AIM
Convert the items below into a Markdown table with two columns, Row and Line. Put each line in its own row with a running number, and leave out the blank lines.

Region labeling items
▶

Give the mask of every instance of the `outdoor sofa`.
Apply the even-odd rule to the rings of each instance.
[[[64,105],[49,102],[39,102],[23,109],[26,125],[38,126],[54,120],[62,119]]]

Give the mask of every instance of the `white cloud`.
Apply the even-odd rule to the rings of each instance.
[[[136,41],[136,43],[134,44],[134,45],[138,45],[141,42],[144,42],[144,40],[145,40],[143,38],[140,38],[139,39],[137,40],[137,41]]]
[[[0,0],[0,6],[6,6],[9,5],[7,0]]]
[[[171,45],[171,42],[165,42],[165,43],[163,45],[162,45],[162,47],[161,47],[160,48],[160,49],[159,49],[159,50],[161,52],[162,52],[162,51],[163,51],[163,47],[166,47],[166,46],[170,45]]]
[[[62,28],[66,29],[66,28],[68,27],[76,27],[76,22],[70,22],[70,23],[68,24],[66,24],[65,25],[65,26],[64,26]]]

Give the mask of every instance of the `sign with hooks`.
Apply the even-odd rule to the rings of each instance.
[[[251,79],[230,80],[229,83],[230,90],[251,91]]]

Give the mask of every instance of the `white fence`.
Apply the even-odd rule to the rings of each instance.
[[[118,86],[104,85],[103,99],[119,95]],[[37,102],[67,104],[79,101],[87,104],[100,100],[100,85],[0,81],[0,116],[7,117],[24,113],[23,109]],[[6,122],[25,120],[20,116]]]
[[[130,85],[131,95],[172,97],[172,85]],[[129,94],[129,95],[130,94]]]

◀

TASK ANSWER
| Row | Line |
|---|---|
| 1 | Give the mask of every instance of the `outdoor sofa`. |
| 2 | Apply the even-odd rule to the rings of each instance. |
| 3 | [[[64,105],[49,102],[39,102],[23,109],[26,125],[38,126],[54,120],[62,119]]] |
| 4 | Give the mask of every instance of the `white cloud`. |
| 5 | Apply the even-odd rule to the rings of each instance. |
| 6 | [[[136,41],[136,43],[134,44],[134,45],[138,45],[141,42],[144,42],[144,40],[145,40],[143,38],[140,38],[139,39],[137,40],[137,41]]] |
| 7 | [[[0,0],[0,6],[6,6],[9,5],[7,0]]] |
| 8 | [[[171,45],[171,42],[165,42],[165,43],[163,45],[162,45],[162,47],[161,47],[160,48],[160,49],[159,49],[159,50],[161,52],[162,52],[162,51],[163,51],[163,47],[166,47],[166,46],[170,45]]] |
| 9 | [[[62,28],[66,29],[66,28],[68,27],[76,27],[76,22],[70,22],[70,23],[68,24],[66,24],[65,25],[65,26],[64,26]]] |
| 10 | Give the mask of every instance of the `sign with hooks`. |
| 11 | Apply the even-odd rule to the rings of each instance. |
| 12 | [[[251,79],[230,80],[229,83],[230,90],[251,91]]] |
| 13 | Give the mask of every instance of the `white fence`. |
| 14 | Apply the even-odd rule to the rings of each instance. |
| 15 | [[[118,86],[104,85],[103,99],[119,95]],[[37,102],[67,104],[79,101],[87,104],[100,100],[100,85],[0,81],[0,116],[7,117],[24,113],[23,109]],[[6,122],[25,120],[20,116]]] |
| 16 | [[[130,85],[131,95],[172,97],[172,85]],[[129,94],[129,95],[130,94]]] |